• **TASK GOAL**
Present the following data again exactly as it is shown.

• **RECORDS FOR PROCESSING**
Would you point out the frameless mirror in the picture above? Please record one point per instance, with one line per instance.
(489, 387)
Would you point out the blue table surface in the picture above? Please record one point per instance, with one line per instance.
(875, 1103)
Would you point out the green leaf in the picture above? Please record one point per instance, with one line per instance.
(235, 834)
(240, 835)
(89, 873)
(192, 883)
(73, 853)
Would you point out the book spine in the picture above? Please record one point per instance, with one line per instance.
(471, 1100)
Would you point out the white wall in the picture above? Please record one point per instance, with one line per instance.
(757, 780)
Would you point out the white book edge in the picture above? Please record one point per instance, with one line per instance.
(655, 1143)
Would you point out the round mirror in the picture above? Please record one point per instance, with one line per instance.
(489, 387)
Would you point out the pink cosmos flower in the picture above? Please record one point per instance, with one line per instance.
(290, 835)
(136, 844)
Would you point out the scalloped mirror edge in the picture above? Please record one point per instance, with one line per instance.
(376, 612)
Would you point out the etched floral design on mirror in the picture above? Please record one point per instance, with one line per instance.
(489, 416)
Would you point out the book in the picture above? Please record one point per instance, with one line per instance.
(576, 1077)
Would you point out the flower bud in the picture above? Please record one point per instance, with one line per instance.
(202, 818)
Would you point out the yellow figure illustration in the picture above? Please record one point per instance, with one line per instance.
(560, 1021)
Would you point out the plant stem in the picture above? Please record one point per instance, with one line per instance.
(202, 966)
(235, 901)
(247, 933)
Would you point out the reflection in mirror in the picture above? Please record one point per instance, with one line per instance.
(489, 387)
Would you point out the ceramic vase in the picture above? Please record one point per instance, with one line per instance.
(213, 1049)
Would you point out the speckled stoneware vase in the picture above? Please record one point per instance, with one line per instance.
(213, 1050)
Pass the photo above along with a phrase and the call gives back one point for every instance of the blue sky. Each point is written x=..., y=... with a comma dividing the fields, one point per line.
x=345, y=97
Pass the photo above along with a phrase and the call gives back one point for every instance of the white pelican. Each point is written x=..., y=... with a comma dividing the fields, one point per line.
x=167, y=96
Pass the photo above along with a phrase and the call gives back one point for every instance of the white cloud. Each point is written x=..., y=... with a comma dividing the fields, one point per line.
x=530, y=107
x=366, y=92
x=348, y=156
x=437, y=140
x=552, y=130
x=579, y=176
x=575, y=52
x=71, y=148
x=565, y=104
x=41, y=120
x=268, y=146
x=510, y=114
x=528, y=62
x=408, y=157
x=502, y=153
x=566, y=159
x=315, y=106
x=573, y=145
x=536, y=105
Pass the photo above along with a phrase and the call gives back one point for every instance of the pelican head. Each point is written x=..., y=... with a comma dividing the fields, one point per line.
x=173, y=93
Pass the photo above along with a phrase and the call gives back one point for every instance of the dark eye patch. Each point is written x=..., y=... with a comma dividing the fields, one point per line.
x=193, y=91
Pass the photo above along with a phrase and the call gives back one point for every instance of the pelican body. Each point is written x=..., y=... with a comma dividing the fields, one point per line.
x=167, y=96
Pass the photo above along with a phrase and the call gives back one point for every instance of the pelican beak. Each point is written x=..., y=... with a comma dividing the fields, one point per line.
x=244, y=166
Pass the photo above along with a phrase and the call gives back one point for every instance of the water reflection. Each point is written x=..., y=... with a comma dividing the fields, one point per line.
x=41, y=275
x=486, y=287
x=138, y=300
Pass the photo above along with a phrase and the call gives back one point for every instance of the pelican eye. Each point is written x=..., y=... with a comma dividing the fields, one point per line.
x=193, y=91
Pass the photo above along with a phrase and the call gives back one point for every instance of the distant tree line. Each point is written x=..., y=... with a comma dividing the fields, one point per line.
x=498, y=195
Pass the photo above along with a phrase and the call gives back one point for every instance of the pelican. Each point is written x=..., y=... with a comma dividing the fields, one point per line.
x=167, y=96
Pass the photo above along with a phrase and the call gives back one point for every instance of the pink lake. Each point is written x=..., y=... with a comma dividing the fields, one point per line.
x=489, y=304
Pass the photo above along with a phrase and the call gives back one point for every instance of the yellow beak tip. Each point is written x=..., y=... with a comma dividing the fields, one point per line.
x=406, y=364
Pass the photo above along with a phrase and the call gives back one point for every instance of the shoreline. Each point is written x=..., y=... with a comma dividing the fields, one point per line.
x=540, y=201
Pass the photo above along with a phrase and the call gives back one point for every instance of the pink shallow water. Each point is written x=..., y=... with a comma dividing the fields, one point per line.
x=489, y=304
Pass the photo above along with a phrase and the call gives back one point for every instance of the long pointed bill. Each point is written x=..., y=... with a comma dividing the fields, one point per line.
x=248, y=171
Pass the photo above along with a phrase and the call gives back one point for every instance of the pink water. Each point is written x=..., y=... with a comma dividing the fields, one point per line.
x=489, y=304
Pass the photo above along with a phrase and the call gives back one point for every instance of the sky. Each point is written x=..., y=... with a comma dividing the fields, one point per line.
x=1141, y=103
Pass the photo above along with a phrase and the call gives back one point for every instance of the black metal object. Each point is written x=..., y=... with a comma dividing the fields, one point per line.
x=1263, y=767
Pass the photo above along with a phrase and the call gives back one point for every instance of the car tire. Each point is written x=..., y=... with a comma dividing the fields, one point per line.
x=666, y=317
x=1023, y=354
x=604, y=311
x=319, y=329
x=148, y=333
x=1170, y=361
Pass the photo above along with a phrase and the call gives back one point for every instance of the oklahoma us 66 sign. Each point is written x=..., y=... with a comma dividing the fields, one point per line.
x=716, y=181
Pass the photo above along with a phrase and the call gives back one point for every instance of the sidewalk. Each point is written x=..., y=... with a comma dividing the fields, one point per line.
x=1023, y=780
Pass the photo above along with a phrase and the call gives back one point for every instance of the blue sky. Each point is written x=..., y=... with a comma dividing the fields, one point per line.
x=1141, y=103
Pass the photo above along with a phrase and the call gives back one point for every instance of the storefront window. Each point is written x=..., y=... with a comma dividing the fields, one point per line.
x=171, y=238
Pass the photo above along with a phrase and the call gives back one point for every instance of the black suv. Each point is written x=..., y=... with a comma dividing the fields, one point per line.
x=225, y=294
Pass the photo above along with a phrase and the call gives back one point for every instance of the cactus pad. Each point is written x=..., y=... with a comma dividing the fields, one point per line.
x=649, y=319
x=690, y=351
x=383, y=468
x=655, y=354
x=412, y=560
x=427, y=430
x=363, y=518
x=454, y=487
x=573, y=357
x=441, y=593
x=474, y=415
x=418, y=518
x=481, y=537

• **ANSWER BELOW**
Would you point out the frameless mirror in the picture above? Please record one point per instance, with one line per instance.
(489, 387)
Would you point out the blue table surface in the picture above? Please record one point per instance, with one line per instance.
(875, 1103)
Would you point out the green leaf in the picture above? Please record one point per instance, with one line per instance.
(235, 834)
(240, 835)
(89, 873)
(192, 883)
(73, 853)
Would you point out the book spine in the picture above? Please record one point per instance, with one line per instance.
(471, 1100)
Would you point out the white wall in the picture above? Please record one point per instance, with one line per instance.
(757, 780)
Would you point out the white book edge in the picture above? Please record one point per instance, with one line per instance.
(655, 1143)
Would you point out the round mirror in the picture above? Please record one point per instance, with one line per instance.
(489, 387)
Would you point out the pink cosmos flower in the picture above? Please record one point per instance, with one line per instance.
(290, 835)
(136, 844)
Would you point out the scalloped mirror edge in the picture above? Please record one point per instance, with one line per instance.
(376, 612)
Would you point out the etched floral design on mirror in the picture above? Please record one point per instance, with one line per instance.
(489, 416)
Would you point out the book in the picture above? Please record one point per instance, with one line per instance.
(576, 1077)
Would you point out the flower bud in the picture above? Please record one point per instance, with one line per instance.
(202, 818)
Would you point out the yellow figure illustration in the picture above? Please record one point per instance, with one line per instance.
(560, 1021)
Would you point out the plant stem in the picture above? Please record one point per instance, with one line per instance.
(202, 966)
(235, 901)
(247, 933)
Would you point out the reflection in mirror in the picture above? Please record one point per instance, with one line per instance.
(489, 387)
Would you point out the ceramic vase in the picture above? Please record one point per instance, with one line per instance.
(213, 1049)
Would you point out the speckled stoneware vase in the picture above? Please record one point per instance, with one line per instance.
(213, 1050)
Pass the photo above along with a phrase and the call gives back one point for every instance of the blue sky. Each point is written x=..., y=... with a comma dividing the fields, one point per line.
x=345, y=97
Pass the photo above along with a phrase and the call gives back one point for every instance of the white pelican. Each point is written x=..., y=... with a comma dividing the fields, one point per line.
x=167, y=96
Pass the photo above along with a phrase and the call gives back one point for every instance of the white cloud. Each point is written x=..., y=... with a comma dividing the fields, one point per line.
x=530, y=107
x=366, y=92
x=348, y=156
x=437, y=140
x=552, y=130
x=579, y=176
x=575, y=52
x=71, y=148
x=565, y=104
x=41, y=120
x=268, y=146
x=510, y=114
x=528, y=62
x=408, y=157
x=502, y=153
x=566, y=159
x=315, y=106
x=573, y=145
x=536, y=105
Pass the photo above along with a phrase and the call gives back one point for every instance of the pelican head. Each point is written x=..., y=... with a comma dividing the fields, one point per line.
x=173, y=93
Pass the photo above along with a phrase and the call gives back one point for every instance of the dark eye patch. Each point is written x=..., y=... with a comma dividing the fields, one point per line.
x=193, y=91
Pass the photo above along with a phrase and the call gives back one point for every instance of the pelican body. Each point is written x=..., y=... with a comma dividing the fields, one point per line.
x=167, y=96
Pass the photo above along with a phrase and the call gives back one point for every instance of the pelican beak. Each point is written x=..., y=... with a comma dividing the fields, one point per line.
x=244, y=166
Pass the photo above along with a phrase and the call gives back one point for every instance of the water reflection. Each point is written x=..., y=... with a comma dividing the fields, one point per line.
x=41, y=275
x=486, y=287
x=138, y=300
Pass the photo above along with a phrase and the call gives back one point for every instance of the pelican eye. Each point is written x=..., y=... with a comma dividing the fields, one point per line.
x=193, y=91
Pass the photo above along with a phrase and the call gives back one point for every instance of the distant tree line. Each point is written x=..., y=... with a comma dividing the fields, one point per line.
x=498, y=195
Pass the photo above along with a phrase and the call gives back one point for every instance of the pelican. Each point is written x=..., y=... with a comma dividing the fields, one point per line.
x=167, y=96
Pass the photo above along with a phrase and the call gives back one point for every instance of the pink lake. Each point is written x=..., y=... with a comma dividing the fields, one point per line.
x=489, y=304
Pass the photo above along with a phrase and the call gives back one point for every instance of the yellow beak tip. Each point is written x=..., y=... with a comma dividing the fields, one point per line.
x=406, y=364
Pass the photo above along with a phrase and the call gives back one point for every instance of the shoreline. Each point is written x=..., y=... with a comma dividing the fields, one point per line.
x=540, y=201
Pass the photo above along with a phrase and the call gives back one point for every instance of the pink shallow water. Each point is written x=..., y=... with a comma dividing the fields, one point per line.
x=489, y=304
Pass the photo above along with a phrase and the call gives back one point for every instance of the long pointed bill. Each point is written x=..., y=... with a comma dividing the fields, one point per line.
x=248, y=171
Pass the photo above along with a phrase and the call gives back one point for every instance of the pink water. Each point is written x=..., y=... with a comma dividing the fields, one point per line.
x=489, y=304
Pass the photo above along with a phrase and the call gives back one point for every instance of the sky. Each point is written x=..., y=... with a comma dividing the fields, one point per line.
x=1141, y=103
Pass the photo above along with a phrase and the call gives back one point for every instance of the black metal object. Each point is written x=..., y=... with a comma dividing the fields, one point per line.
x=1263, y=767
Pass the photo above along with a phrase and the call gives back one point for every instance of the car tire. Each point is written x=..., y=... with a comma dividing the fields, one point per line.
x=666, y=317
x=1023, y=354
x=604, y=311
x=319, y=329
x=148, y=333
x=1170, y=361
Pass the photo above along with a phrase and the call gives back one point for every instance of the oklahoma us 66 sign. Each point is written x=..., y=... with a comma dividing the fields, one point per line.
x=716, y=181
Pass the photo above along with a phrase and the call gives back one point for every instance of the sidewalk. Each point is written x=..., y=... with a comma dividing the fields, one point per line.
x=1023, y=780
Pass the photo above along with a phrase and the call gives back one point for every instance of the blue sky. Each point is written x=..., y=... with a comma dividing the fields, one point per line.
x=1141, y=103
Pass the photo above along with a phrase and the call gives back one point for every instance of the storefront window. Each point is written x=..., y=... with a comma dividing the fields, one point per line.
x=171, y=238
Pass the photo above along with a phrase and the call gives back one point for every instance of the black suv. Each point is written x=..., y=... with a comma dividing the fields, one point per line.
x=225, y=294
Pass the photo above along with a phrase and the call gives back one point for every instance of the cactus pad. Each point is written x=..., y=... with a comma dividing the fields, one point per line.
x=649, y=319
x=690, y=351
x=383, y=468
x=655, y=354
x=412, y=560
x=427, y=430
x=363, y=518
x=454, y=487
x=573, y=357
x=441, y=593
x=474, y=415
x=418, y=518
x=481, y=537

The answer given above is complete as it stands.